__RECORDS SUPPLIED__.

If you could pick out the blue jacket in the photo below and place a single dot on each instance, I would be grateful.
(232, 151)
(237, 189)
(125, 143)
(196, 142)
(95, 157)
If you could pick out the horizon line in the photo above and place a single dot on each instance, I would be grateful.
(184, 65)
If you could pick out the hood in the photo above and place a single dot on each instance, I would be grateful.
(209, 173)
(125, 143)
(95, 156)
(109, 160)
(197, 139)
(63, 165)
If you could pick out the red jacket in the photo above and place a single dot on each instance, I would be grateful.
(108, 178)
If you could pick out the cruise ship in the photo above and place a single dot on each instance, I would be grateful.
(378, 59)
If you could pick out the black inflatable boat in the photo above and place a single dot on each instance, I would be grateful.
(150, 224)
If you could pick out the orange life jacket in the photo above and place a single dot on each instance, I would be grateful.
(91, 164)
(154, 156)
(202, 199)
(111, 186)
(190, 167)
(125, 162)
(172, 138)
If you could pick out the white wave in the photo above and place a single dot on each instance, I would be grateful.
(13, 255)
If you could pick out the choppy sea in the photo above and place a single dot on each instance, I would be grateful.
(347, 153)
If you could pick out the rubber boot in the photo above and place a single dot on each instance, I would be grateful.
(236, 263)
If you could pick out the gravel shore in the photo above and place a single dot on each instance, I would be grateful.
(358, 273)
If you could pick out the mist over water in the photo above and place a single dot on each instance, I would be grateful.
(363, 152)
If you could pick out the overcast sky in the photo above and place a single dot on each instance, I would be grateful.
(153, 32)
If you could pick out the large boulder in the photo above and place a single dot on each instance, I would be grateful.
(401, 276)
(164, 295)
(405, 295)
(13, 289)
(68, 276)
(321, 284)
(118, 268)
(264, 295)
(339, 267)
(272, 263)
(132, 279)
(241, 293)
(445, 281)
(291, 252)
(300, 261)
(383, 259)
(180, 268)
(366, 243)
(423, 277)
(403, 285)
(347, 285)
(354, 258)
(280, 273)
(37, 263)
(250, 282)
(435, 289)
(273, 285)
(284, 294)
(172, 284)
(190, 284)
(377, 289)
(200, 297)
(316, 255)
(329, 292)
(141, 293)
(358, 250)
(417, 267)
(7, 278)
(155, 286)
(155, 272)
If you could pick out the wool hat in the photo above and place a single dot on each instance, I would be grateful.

__EXERCISE INSTRUCTIONS__. Transcribe every entry, keeping each line exactly as it reads.

__RESULT OF THIS EXERCISE__.
If you could pick out the blue jacket in the photo below and place a single dot on each instance, I would be grateful.
(232, 151)
(237, 189)
(125, 143)
(196, 142)
(95, 157)
If you could pick out the horizon line in the photo above and place a single dot on each instance, I would be grateful.
(184, 65)
If you could pick out the hood in the photo above and place a single dot on each instance, I would be grateful.
(209, 173)
(125, 143)
(95, 156)
(109, 160)
(197, 139)
(63, 165)
If you could pick out the red jacket in the photo above and place a single dot on each instance, I would be grateful.
(108, 178)
If you could pick out the cruise ship in the photo above and place a single dot on each instance, I would be grateful.
(378, 59)
If you could pick out the black inflatable boat in the photo above and place a single dot on each instance, I would be grateful.
(150, 224)
If you could pick out the orange life jacket in the photo above and place a single dot on each instance, I would be grateful.
(91, 164)
(154, 156)
(202, 199)
(111, 186)
(190, 167)
(125, 162)
(172, 138)
If you could pick out the white wave in the photo above and place a single dot on each instance, I would be grateful.
(13, 255)
If you could pick out the choppy sea in the photo above and place a single dot on each instance, I would be grateful.
(347, 153)
If you could pick out the rubber boot in the photo above and place a single dot on each instance, I would be grateful.
(236, 263)
If you could pick out the gravel shore in the photo above and place a single dot on each instance, I would be grateful.
(358, 273)
If you could pick out the mist over water in the photo above and place a single dot on each instance, I would be grateful.
(363, 152)
If you could pick out the overcast sky in the photo above and place a single dot on each instance, I would be grateful.
(153, 32)
If you could pick out the large boulder in the photo above and place a single dot on each instance, I would be grateful.
(401, 276)
(164, 295)
(405, 295)
(13, 289)
(68, 276)
(321, 284)
(118, 268)
(264, 295)
(339, 267)
(272, 263)
(132, 279)
(241, 293)
(445, 281)
(291, 252)
(300, 261)
(383, 259)
(180, 268)
(366, 243)
(423, 277)
(403, 285)
(347, 285)
(354, 258)
(280, 273)
(37, 263)
(250, 282)
(435, 289)
(273, 285)
(284, 294)
(172, 284)
(190, 284)
(377, 289)
(200, 297)
(316, 255)
(329, 292)
(141, 293)
(358, 250)
(417, 267)
(7, 278)
(155, 286)
(155, 272)
If you could pick out the wool hat in the photo above and place a single dot on each instance, I would be grateful.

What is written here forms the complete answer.